What is required
Rewrite all of the data below, changing every "instance" to "object" and leaving the rest untouched.

::: Task data

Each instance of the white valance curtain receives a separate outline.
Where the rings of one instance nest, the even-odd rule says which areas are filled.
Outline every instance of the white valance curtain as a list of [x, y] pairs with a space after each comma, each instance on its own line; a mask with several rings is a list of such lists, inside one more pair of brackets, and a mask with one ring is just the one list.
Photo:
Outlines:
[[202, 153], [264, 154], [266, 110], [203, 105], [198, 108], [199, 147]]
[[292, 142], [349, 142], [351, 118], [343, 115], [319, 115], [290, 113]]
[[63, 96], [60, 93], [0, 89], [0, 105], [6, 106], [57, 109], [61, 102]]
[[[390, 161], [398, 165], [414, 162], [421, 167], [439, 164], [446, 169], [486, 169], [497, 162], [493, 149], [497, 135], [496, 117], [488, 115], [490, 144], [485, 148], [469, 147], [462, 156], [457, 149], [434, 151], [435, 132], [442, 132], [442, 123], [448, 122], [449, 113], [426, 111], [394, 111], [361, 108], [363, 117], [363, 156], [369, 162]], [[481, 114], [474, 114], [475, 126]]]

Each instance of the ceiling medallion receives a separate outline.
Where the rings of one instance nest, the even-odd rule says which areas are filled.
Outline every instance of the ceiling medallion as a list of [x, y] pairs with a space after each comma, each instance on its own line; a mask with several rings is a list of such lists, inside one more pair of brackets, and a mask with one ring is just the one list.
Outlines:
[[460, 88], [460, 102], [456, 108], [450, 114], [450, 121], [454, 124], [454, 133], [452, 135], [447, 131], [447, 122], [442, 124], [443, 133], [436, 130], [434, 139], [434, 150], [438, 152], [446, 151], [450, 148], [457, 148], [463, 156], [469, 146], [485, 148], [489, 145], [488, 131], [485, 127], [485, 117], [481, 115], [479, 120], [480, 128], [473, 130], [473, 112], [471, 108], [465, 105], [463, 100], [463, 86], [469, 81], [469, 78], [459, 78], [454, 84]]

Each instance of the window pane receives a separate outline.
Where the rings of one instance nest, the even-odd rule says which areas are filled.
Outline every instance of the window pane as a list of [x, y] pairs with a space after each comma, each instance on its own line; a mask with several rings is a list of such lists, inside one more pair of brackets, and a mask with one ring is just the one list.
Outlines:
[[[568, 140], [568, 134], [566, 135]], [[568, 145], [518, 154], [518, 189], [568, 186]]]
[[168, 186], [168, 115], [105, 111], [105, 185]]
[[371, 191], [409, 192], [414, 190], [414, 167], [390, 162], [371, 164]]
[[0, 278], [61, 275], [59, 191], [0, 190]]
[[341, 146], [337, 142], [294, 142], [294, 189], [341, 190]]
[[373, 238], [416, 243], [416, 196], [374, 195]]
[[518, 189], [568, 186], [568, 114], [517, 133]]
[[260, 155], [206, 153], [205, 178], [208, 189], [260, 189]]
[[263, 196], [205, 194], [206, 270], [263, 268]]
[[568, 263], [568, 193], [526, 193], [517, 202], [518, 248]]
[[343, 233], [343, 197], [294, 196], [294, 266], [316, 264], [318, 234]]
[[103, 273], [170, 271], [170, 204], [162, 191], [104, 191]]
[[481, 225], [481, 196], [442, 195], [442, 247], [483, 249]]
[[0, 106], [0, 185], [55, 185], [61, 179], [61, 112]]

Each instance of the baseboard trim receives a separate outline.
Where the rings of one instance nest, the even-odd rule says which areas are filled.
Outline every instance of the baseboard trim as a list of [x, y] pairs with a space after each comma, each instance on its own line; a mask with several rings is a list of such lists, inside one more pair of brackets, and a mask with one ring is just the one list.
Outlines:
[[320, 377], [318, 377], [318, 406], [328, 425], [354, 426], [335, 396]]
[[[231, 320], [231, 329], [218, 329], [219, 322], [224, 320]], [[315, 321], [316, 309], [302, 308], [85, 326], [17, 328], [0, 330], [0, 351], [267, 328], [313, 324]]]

::::::

Full response
Each object of the white valance curtain receives a separate outline.
Where the rings of one object nest, the even-odd rule says which areas are filled.
Outline every object of the white valance curtain as a list of [x, y] pairs with a space after each comma, each object on its own line; a mask with several rings is a list of such lists, inside one more pair of brackets, and a mask with one ring is just the one list.
Photo:
Outlines:
[[202, 153], [264, 154], [266, 110], [203, 105], [198, 108], [199, 147]]
[[292, 142], [349, 142], [351, 118], [343, 115], [319, 115], [290, 113]]
[[63, 96], [60, 93], [0, 89], [0, 105], [6, 106], [57, 109], [61, 102]]
[[[390, 161], [398, 165], [414, 162], [421, 167], [439, 164], [446, 169], [486, 169], [497, 162], [493, 149], [497, 135], [496, 117], [488, 115], [490, 144], [485, 148], [469, 147], [462, 156], [457, 149], [434, 151], [435, 132], [442, 132], [442, 123], [448, 122], [449, 113], [426, 111], [394, 111], [361, 108], [363, 117], [363, 156], [369, 162]], [[481, 114], [474, 114], [475, 126]]]

Each object of the ceiling medallion receives a separate outline.
Where the rings of one object nest, the even-odd rule says which areas are filled.
Outline every object of the ceiling medallion as a list of [x, y] pairs with a space after each comma, each object on its own line; a mask with several rings is a list of such lists, inside one more pair of brackets, and a mask with one ring is just the one list.
Outlines:
[[460, 88], [460, 102], [456, 108], [450, 114], [450, 121], [454, 124], [454, 133], [452, 135], [447, 131], [447, 122], [442, 124], [443, 133], [436, 130], [434, 139], [434, 150], [438, 152], [446, 151], [450, 148], [457, 148], [463, 156], [469, 146], [485, 148], [489, 145], [488, 131], [485, 127], [485, 117], [481, 115], [479, 120], [480, 128], [473, 130], [473, 112], [471, 108], [465, 105], [463, 100], [463, 86], [469, 81], [469, 78], [459, 78], [454, 84]]

Each object of the window pane receives a separate outline.
Where the rings of one object nest, the even-odd rule says which areas are filled.
Outline every object of the window pane as a list of [x, y] pairs with a space after each comma, each object on its own line; a mask with several rings is a list of such lists, inside one more pair of brackets, and a mask with one ring is just the one list.
Outlines:
[[[568, 140], [568, 134], [566, 135]], [[568, 145], [518, 154], [518, 189], [568, 186]]]
[[168, 186], [168, 115], [105, 111], [105, 185]]
[[371, 191], [409, 192], [414, 190], [414, 167], [390, 162], [371, 164]]
[[0, 278], [61, 275], [59, 191], [0, 190]]
[[341, 146], [337, 142], [294, 142], [294, 189], [341, 190]]
[[373, 238], [416, 243], [416, 196], [374, 195]]
[[518, 189], [568, 186], [568, 114], [517, 133]]
[[260, 155], [206, 153], [205, 178], [208, 189], [260, 189]]
[[263, 196], [205, 194], [206, 270], [263, 268]]
[[568, 263], [568, 193], [526, 193], [517, 202], [518, 248]]
[[343, 233], [343, 197], [294, 196], [294, 266], [316, 264], [318, 234]]
[[103, 273], [170, 271], [170, 204], [162, 191], [104, 191]]
[[481, 225], [481, 196], [442, 195], [442, 247], [483, 249]]
[[0, 106], [0, 185], [55, 185], [61, 179], [61, 112]]

Each object of the baseboard trim receives a separate outline.
Where the rings of one object nest, the even-odd rule says which areas are filled.
Outline every object of the baseboard trim as a list of [x, y] pairs with a space after each comma, each object on its own line; a mask with several rings is a list of such lists, inside one more pair of brackets, and a mask with one ring is just the one list.
Outlines:
[[320, 377], [318, 377], [318, 406], [328, 425], [354, 426], [335, 396]]
[[[231, 320], [231, 329], [218, 329], [219, 322], [224, 320]], [[315, 321], [316, 309], [302, 308], [85, 326], [17, 328], [0, 330], [0, 351], [267, 328], [313, 324]]]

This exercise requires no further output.